Entries from a collection:
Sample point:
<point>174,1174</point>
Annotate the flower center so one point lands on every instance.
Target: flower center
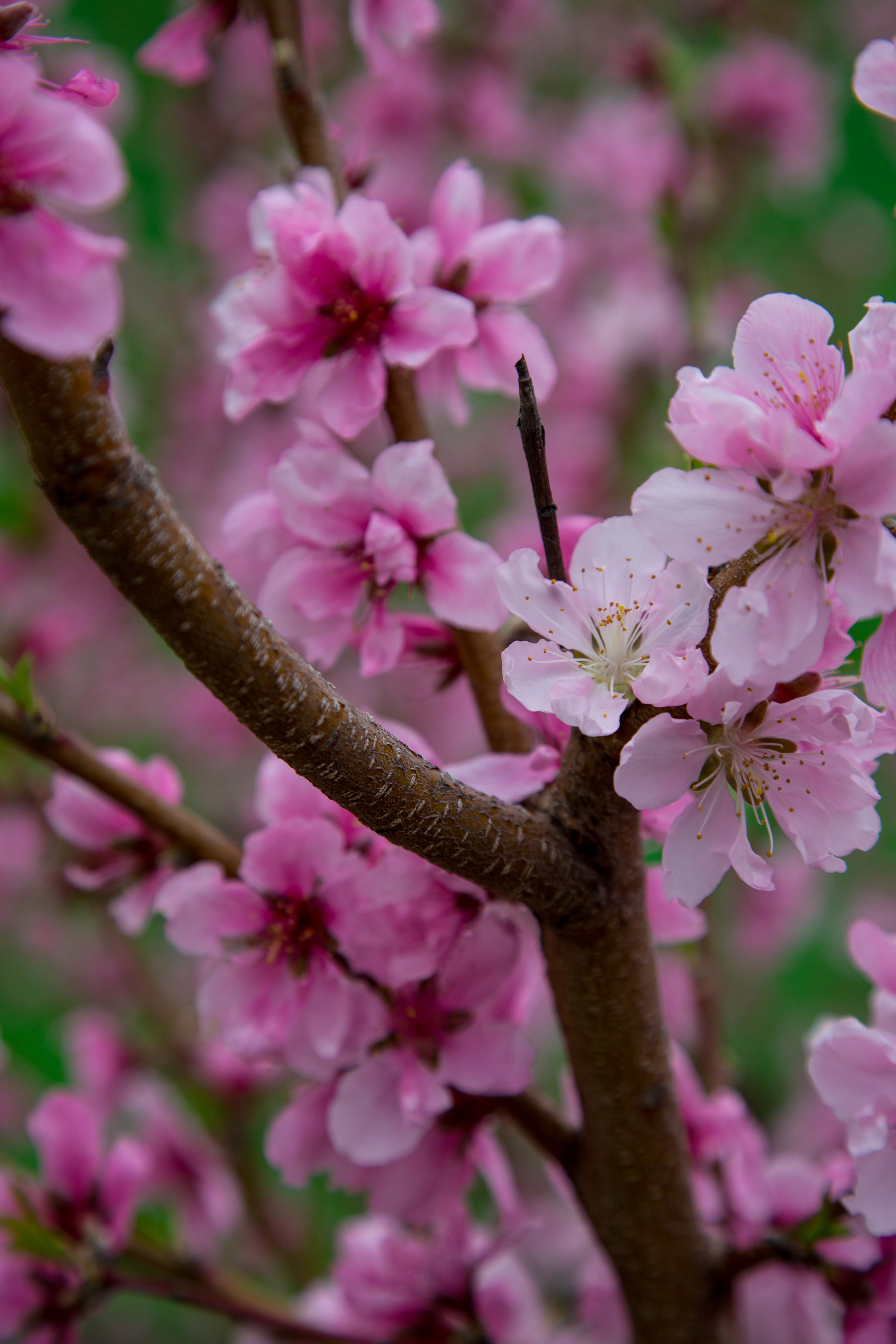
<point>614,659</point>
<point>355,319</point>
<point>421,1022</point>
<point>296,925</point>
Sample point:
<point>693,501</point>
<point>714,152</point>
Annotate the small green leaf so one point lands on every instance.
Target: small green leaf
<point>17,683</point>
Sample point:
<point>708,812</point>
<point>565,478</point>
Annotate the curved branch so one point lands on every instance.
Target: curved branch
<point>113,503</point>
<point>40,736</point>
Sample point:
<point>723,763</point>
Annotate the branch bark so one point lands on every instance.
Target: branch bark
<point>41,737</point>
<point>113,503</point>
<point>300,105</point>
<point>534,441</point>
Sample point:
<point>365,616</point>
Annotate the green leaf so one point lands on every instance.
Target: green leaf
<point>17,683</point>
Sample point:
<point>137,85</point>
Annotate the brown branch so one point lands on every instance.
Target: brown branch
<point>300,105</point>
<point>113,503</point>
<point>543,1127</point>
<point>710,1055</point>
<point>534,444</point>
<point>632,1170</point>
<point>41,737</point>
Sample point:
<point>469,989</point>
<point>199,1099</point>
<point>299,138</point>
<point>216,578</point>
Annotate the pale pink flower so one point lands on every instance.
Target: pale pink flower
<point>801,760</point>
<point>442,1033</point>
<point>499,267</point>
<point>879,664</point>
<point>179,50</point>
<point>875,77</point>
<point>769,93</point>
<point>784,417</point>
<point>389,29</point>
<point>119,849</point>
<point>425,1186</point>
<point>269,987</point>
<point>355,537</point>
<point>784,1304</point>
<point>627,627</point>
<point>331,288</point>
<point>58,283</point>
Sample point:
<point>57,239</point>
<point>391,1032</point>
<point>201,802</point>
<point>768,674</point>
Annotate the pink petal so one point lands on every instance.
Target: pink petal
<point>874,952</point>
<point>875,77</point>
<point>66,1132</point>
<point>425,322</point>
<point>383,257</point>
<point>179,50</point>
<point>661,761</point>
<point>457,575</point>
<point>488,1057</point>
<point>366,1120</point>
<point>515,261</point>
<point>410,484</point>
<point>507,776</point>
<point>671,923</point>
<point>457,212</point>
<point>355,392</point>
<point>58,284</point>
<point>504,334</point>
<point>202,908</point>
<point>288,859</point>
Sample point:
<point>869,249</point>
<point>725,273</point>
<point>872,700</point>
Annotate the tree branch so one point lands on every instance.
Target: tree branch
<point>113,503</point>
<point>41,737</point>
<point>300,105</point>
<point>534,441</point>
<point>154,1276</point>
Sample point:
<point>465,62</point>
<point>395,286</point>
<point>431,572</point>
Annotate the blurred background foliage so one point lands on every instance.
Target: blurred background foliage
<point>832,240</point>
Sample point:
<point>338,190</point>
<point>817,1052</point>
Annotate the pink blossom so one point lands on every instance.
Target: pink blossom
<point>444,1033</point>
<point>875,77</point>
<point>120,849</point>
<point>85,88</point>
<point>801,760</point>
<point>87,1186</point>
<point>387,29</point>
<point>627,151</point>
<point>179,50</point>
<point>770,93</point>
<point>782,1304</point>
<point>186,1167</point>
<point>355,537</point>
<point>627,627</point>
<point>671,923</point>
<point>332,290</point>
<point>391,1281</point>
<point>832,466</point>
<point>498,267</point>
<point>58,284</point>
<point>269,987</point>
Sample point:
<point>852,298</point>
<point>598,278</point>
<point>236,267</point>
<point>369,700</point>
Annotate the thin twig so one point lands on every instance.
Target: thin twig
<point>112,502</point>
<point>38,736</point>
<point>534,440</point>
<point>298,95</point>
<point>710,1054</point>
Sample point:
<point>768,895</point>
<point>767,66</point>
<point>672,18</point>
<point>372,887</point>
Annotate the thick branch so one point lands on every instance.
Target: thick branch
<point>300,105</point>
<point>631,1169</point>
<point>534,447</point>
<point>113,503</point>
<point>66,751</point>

* * *

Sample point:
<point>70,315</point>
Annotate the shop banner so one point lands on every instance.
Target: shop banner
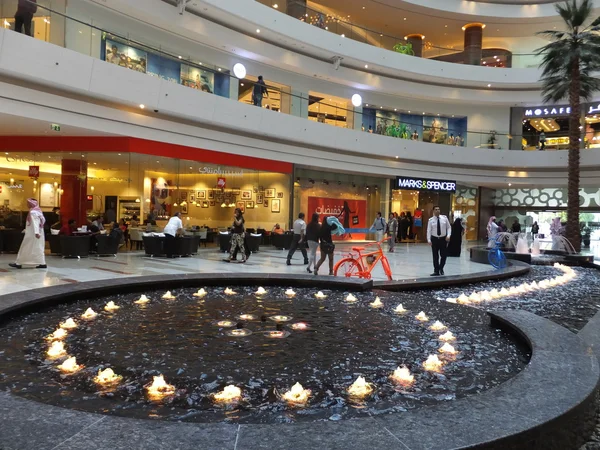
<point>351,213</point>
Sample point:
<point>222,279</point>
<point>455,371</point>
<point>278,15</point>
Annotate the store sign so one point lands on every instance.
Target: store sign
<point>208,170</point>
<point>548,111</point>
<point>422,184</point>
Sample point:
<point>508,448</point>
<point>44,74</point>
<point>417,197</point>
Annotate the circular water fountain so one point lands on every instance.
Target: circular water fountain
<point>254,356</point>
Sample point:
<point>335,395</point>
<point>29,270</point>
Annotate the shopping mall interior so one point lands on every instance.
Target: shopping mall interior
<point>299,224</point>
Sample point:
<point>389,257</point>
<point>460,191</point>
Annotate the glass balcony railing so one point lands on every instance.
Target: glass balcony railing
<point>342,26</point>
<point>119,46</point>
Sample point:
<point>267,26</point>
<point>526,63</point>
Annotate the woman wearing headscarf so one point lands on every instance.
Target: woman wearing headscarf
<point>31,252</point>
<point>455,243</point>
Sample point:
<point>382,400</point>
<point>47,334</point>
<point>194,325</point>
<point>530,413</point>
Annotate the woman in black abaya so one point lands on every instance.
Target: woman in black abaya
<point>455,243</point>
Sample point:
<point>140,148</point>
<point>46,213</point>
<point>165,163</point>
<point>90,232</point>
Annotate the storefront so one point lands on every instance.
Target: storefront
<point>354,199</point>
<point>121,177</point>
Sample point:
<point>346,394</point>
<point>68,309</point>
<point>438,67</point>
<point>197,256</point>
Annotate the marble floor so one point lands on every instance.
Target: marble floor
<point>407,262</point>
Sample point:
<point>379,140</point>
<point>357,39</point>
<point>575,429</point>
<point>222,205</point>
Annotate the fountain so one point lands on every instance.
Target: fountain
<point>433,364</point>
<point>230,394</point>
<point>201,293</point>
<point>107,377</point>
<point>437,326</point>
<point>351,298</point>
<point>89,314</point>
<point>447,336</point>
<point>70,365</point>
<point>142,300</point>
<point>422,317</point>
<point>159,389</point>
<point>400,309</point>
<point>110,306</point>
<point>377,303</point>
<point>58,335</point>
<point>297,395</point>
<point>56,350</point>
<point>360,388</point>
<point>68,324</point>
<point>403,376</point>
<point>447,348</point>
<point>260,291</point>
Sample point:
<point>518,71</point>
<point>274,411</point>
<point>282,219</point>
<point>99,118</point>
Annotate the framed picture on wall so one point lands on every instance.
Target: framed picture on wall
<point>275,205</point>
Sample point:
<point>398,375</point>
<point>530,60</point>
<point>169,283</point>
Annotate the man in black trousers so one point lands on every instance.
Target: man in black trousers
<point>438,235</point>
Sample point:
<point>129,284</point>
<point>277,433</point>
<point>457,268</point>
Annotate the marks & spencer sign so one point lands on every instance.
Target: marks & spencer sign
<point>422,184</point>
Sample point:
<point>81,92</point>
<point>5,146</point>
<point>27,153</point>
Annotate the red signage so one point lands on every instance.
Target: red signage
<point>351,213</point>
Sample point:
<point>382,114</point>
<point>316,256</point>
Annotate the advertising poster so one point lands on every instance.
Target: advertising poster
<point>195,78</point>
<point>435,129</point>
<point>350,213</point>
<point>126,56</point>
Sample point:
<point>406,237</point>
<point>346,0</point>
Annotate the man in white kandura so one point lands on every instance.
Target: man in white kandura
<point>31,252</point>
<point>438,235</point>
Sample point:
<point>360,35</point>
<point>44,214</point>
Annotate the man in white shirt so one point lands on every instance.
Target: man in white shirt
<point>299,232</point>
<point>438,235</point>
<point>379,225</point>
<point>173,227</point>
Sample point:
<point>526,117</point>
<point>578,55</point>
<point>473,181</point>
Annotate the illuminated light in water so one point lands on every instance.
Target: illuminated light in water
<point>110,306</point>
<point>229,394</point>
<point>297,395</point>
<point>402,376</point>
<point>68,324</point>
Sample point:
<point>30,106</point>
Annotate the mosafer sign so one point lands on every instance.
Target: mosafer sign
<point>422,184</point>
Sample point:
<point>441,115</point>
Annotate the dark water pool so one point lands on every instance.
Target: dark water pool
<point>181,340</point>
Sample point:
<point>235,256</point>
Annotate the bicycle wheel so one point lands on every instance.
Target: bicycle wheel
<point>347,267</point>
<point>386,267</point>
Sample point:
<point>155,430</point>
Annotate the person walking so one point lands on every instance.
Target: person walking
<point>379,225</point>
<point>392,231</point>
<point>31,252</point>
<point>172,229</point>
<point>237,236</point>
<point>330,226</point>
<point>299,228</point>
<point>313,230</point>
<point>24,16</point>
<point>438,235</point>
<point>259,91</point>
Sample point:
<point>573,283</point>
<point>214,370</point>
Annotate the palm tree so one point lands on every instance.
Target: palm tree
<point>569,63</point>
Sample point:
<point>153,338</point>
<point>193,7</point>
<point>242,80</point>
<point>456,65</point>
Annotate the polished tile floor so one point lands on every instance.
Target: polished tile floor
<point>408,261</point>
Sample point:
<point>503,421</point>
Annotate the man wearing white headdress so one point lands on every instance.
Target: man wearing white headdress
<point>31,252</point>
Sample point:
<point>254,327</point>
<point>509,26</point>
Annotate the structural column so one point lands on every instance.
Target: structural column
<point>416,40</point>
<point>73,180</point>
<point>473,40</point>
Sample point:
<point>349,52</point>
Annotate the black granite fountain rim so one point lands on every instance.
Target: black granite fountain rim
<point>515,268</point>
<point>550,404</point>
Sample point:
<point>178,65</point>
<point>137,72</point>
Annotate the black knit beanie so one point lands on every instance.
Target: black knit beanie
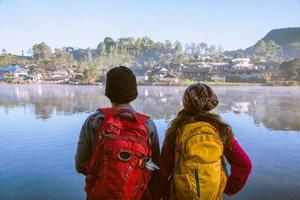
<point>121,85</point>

...

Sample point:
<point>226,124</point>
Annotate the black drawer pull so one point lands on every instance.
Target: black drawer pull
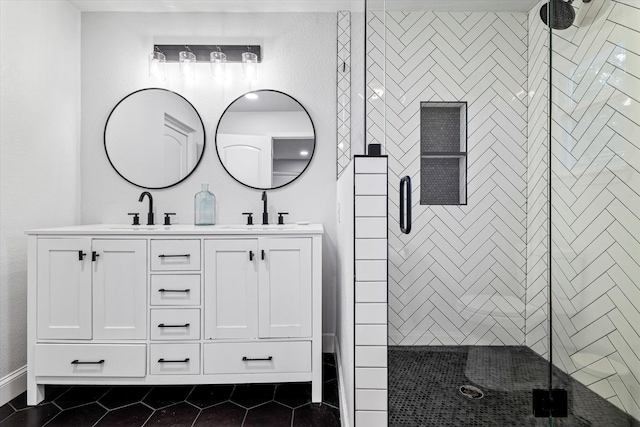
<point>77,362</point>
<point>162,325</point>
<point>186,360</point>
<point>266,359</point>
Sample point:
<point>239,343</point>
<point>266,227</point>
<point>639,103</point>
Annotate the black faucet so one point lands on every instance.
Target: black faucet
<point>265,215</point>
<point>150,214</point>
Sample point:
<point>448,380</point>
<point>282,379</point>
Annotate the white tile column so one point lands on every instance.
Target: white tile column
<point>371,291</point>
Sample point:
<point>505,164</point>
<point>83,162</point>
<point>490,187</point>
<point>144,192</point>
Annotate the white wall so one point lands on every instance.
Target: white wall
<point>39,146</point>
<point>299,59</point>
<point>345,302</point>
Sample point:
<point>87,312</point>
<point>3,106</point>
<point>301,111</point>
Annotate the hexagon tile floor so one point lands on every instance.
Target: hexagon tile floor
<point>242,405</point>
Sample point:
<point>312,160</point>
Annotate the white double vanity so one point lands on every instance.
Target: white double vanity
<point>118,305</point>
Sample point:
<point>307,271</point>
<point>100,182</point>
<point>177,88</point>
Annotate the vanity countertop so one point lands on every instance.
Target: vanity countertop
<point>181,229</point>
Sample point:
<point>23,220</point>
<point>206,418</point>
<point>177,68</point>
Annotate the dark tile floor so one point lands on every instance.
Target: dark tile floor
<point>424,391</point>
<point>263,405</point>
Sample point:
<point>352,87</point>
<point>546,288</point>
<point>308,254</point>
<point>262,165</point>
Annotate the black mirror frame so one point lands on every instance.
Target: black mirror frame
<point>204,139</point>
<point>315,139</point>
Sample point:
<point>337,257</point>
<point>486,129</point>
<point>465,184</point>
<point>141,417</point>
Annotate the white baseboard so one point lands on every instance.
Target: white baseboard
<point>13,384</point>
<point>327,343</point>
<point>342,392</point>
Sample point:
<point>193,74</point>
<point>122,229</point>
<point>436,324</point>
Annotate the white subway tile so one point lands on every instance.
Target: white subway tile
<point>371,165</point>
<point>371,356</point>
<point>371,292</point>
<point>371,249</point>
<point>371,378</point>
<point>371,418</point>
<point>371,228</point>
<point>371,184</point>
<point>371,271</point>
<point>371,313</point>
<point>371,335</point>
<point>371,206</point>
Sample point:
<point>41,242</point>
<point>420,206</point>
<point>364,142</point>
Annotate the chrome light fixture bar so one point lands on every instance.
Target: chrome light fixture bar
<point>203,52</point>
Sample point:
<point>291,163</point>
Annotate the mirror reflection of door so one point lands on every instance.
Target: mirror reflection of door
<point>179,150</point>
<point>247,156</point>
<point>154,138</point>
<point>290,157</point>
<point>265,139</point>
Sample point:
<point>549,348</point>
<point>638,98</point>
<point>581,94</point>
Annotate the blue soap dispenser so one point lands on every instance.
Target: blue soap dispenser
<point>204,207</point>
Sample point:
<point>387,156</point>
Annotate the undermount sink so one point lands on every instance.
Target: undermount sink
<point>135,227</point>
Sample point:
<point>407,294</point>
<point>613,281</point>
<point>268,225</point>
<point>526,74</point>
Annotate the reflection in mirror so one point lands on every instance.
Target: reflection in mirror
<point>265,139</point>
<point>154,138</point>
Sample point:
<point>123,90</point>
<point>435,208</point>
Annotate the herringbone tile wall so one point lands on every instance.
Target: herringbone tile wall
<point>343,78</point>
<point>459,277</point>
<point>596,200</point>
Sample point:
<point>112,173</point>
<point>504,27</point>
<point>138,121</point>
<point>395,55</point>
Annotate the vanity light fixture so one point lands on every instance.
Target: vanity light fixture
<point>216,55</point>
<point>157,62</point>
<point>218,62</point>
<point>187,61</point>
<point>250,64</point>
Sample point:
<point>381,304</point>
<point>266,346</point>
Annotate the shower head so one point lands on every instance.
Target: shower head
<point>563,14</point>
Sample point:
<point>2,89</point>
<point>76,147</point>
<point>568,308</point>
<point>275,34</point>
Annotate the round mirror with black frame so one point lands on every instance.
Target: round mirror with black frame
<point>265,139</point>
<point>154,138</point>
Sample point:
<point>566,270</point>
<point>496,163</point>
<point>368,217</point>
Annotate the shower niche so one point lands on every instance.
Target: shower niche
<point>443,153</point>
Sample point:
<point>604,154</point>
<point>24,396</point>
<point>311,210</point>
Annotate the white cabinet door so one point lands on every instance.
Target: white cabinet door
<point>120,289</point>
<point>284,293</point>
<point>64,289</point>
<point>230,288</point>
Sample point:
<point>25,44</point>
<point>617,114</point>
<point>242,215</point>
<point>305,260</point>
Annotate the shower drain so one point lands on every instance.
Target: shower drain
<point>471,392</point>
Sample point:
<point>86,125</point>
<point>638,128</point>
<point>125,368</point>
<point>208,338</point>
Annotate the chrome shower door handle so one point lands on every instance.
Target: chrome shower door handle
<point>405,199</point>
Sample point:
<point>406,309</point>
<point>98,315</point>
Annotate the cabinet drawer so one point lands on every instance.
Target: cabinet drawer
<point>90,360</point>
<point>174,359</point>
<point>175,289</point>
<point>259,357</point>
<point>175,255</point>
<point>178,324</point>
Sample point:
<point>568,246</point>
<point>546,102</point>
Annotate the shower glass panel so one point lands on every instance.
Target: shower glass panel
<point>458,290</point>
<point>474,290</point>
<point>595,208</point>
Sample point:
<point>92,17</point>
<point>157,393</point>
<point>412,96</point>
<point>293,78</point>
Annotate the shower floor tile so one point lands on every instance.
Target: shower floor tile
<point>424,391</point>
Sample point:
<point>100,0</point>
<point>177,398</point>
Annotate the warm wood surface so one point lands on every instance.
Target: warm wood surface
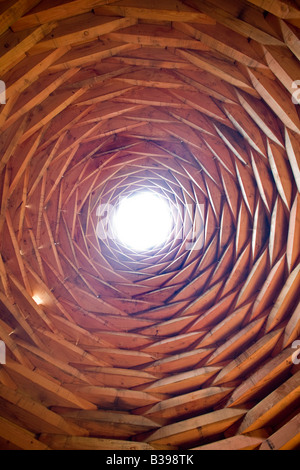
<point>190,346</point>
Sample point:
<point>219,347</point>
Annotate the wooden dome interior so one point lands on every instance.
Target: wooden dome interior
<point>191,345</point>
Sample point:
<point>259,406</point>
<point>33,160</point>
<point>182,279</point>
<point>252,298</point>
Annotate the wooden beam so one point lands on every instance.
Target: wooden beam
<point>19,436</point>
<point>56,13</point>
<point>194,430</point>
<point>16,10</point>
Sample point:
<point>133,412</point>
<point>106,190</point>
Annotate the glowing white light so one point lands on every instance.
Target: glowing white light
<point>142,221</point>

EXERCISE REQUIREMENTS: Report every line in the entries above that contains the word "subway", matching case exactly.

EXERCISE RESULT:
Annotate the white subway tile so one point lands on every instance.
Target: white subway tile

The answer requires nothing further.